__Required work__
Reproduce, word for word, the stretch of the Capital Ring walk description below from "Nest we go downhill" through "from Beulah Hill.".

__Extracted text__
[START]
Capital Ring – Section 4

Crystal Palace to Streatham Common

Section 3 goes from Crystal Palace Station to Streatham Common, it is pretty short at 6.5km and has some spectacular long views at various point through the walk. Definitely one to choose on a clear day. On leaving the station and Crystal Palace Park, you cross over Anerley Hill Road and go up a steep hill to Palace Square, which has an interesting juxtaposition of posh 19th Century houses on one side and a 1960s council housing estate on the other. Continuing uphill, we soon reach Belvedere Road, which just has posh houses, one of which has a blue plaque marking the residence of Benjamin Waterhouse-Hawkins, the designer of the dinosaurs in Crystal Palace Park.

Belvedere Road, posh houses with a nice view.

Nest we go downhill through Westow Park which is a small park with a children’s playground, apparently this was the grounds of a young gentlemen’s school in the 19th Century, which is probably why the road when you exit the park is named College Green. From here you can see Norwood Recreation Park which we cross. Uphill after leaving we arrive at Beulah Hill, a busy road, but with some spectacular long-range views into central London.

London from Beulah Hill.

Next, we go down Biggin Hill, which has views southward, and a pathway between two houses leads us into Biggin Wood, another small remnant of the Great North Wood.
[END]
Collected data:
[START]
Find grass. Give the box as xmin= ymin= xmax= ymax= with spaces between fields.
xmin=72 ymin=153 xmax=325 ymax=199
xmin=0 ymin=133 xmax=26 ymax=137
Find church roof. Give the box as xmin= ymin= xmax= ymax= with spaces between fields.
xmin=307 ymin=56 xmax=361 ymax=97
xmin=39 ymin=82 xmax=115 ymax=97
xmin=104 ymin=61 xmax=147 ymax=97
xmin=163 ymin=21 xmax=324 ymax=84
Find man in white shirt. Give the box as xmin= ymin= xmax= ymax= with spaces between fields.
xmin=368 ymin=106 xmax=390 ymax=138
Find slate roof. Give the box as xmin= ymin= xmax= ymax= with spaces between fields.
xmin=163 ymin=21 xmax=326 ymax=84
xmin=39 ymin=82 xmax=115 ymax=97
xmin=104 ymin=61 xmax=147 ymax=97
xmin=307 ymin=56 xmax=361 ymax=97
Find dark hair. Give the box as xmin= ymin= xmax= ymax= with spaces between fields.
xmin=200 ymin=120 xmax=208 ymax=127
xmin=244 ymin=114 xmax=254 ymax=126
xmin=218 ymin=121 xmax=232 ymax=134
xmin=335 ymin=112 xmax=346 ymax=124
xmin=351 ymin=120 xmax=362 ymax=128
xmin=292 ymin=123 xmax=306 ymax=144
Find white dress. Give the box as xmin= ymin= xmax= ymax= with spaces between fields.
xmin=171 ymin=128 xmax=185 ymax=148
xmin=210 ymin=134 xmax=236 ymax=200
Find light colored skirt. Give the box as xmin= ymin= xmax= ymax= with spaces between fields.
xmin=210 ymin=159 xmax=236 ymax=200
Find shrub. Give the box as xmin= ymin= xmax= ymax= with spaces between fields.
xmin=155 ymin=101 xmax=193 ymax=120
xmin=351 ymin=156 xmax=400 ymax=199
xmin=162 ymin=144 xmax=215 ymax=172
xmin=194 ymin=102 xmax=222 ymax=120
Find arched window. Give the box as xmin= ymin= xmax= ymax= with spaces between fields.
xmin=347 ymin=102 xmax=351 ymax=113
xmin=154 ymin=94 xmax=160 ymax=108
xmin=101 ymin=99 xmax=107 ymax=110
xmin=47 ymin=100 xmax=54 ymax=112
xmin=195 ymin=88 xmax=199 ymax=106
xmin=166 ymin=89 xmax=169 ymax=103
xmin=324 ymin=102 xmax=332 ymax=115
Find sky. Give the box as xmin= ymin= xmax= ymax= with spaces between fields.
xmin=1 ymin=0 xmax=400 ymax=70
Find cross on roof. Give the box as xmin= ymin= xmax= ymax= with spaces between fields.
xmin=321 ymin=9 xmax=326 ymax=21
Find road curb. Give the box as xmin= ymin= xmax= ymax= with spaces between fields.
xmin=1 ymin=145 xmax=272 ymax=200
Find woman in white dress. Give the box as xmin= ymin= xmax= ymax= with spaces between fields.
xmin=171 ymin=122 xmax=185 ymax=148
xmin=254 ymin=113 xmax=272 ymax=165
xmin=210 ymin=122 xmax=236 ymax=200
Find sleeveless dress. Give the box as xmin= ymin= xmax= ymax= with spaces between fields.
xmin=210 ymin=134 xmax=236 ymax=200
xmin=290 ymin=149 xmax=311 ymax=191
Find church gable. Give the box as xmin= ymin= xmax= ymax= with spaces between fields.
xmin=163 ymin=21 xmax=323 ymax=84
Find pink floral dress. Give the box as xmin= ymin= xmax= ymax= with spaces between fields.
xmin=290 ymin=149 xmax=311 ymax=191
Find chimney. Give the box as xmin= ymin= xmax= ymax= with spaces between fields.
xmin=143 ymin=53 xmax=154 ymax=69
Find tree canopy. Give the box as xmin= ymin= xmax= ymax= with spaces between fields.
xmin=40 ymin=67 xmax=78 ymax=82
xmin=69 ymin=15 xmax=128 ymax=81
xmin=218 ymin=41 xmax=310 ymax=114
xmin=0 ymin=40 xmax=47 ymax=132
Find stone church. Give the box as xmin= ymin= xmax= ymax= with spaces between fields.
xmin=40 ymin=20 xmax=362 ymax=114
[END]
__Full response__
Nest we go downhill through Westow Park which is a small park with a children’s playground, apparently this was the grounds of a young gentlemen’s school in the 19th Century, which is probably why the road when you exit the park is named College Green. From here you can see Norwood Recreation Park which we cross. Uphill after leaving we arrive at Beulah Hill, a busy road, but with some spectacular long-range views into central London.

London from Beulah Hill.